Challenge: List every line in the data below that contains the string "wall", matching case exactly.

— BEGIN Extracted entries —

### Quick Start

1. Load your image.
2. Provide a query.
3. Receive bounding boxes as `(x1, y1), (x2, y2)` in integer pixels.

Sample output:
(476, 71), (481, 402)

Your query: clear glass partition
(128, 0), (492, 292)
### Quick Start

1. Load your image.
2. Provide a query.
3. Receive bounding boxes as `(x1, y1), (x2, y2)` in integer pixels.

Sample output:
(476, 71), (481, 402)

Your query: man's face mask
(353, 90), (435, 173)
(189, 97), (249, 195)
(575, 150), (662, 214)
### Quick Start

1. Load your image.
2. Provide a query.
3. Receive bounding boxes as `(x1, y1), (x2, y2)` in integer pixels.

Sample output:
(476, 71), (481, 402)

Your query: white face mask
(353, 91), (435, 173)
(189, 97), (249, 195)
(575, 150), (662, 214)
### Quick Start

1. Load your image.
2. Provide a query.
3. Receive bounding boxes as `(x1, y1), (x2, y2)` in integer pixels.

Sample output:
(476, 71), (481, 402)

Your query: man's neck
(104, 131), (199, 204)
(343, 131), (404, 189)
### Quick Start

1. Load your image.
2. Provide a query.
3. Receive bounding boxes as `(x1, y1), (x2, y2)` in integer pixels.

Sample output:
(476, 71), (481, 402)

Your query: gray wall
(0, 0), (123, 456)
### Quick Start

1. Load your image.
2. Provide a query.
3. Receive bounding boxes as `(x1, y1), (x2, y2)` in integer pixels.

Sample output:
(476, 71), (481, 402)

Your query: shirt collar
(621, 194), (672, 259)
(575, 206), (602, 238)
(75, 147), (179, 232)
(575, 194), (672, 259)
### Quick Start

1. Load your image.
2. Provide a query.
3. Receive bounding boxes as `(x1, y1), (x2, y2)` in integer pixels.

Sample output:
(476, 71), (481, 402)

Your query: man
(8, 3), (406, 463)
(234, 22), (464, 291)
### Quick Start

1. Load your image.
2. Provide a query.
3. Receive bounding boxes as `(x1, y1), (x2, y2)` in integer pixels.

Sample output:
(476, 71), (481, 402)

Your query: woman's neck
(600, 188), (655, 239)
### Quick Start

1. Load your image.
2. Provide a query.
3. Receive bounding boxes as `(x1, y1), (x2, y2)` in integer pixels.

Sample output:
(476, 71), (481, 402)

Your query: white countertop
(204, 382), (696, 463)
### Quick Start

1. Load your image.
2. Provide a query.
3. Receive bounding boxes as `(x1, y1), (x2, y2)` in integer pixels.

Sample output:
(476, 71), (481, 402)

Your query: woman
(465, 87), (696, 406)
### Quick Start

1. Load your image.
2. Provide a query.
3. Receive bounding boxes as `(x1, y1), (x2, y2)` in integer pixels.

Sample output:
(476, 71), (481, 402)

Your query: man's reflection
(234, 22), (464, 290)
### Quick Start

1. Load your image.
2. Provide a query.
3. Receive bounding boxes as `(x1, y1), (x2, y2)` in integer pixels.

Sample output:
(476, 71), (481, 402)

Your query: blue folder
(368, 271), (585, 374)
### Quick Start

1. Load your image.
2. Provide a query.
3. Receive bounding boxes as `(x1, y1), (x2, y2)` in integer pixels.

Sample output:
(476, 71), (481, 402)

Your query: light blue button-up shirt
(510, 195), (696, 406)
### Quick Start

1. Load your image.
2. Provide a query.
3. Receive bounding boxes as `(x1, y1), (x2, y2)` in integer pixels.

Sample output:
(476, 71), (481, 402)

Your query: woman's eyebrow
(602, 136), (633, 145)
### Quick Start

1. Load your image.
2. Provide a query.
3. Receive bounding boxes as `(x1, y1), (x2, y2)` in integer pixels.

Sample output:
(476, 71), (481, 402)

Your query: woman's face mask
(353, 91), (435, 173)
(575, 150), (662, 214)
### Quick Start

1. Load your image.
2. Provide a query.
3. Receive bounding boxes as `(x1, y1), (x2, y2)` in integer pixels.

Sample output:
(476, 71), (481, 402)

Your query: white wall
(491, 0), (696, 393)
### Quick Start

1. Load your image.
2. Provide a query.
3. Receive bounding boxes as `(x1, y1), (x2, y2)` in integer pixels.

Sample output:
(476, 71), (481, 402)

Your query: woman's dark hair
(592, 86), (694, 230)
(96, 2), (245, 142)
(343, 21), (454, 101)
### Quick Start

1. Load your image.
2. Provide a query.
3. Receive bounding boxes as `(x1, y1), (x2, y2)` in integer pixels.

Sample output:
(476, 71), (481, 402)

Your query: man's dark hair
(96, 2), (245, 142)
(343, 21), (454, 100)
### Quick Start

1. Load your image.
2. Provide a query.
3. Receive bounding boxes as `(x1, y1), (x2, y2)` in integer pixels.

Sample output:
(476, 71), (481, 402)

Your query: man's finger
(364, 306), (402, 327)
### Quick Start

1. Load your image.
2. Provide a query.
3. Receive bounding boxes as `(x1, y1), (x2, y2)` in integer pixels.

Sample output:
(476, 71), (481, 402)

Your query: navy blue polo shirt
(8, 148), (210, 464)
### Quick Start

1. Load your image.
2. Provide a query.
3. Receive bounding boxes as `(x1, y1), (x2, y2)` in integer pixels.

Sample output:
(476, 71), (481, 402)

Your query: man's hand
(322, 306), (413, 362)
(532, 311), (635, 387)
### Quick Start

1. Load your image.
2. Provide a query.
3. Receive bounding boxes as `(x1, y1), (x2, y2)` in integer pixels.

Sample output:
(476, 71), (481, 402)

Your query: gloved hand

— END Extracted entries —

Answer to the problem:
Your query: gray wall
Your query: white wall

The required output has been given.